WHAT YOU ARE ASKED TO DO: Copy out every item below with its requests but without the pictures, and shift the point coordinates in each answer by adding -33 to every number. Leave the requests and their sample coordinates unchanged.

= = = =

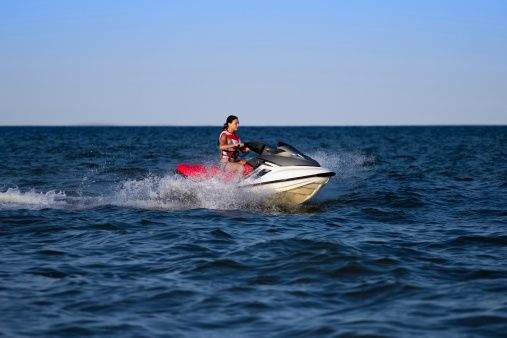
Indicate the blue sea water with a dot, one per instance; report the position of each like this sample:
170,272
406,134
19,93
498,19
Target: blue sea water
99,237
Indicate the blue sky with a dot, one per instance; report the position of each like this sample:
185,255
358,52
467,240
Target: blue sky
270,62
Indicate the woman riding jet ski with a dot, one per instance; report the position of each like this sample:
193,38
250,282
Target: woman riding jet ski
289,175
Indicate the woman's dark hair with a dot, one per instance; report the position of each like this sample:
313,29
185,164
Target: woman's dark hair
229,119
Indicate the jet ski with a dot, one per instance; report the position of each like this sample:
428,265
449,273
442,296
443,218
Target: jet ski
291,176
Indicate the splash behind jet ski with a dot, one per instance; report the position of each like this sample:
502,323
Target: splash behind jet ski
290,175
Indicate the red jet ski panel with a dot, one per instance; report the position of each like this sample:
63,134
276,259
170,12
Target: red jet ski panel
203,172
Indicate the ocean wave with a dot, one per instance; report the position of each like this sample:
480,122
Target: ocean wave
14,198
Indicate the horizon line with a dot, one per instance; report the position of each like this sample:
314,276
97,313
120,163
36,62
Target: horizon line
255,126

= = = =

RESULT:
Indicate the blue sea water with a dot, one per instance; report the position of each like this sample:
170,272
406,134
19,93
498,19
Target: blue sea water
66,204
Indicate the blue sky with a dot, one per instance; report the position of each like this sample:
185,255
358,52
467,240
Target: blue sky
237,29
Indicate the woman riding jet ski with a dot, one per instance; report the position of each like this sample:
193,38
250,282
Target: woman riding jet ski
256,142
Indicate the woman's dark hair with a dot, one per instance; report the position of each like this sample:
313,29
185,164
Target: woman's dark hair
196,86
Indicate the jet ski with a dot, one per instance; report the position of each like this sample:
428,265
449,273
442,296
443,218
Target: jet ski
258,143
Indicate the splash behind jet ski with a dot, one per instance; report the position of each like this sample:
502,323
Target: splash behind jet ski
257,142
Indicate the red jet ski panel with a dot, one per instance; report the position of each like this sample:
63,134
276,259
170,12
Target: red jet ski panel
170,139
Indicate the ocean wave with a dot, one per instance; report the position of each like this sample:
480,122
Target: ocean wave
-19,165
Indicate the horizon line with a dot, one per instance; report the position of each like this sample:
314,276
97,313
120,163
36,62
Target: horizon line
222,93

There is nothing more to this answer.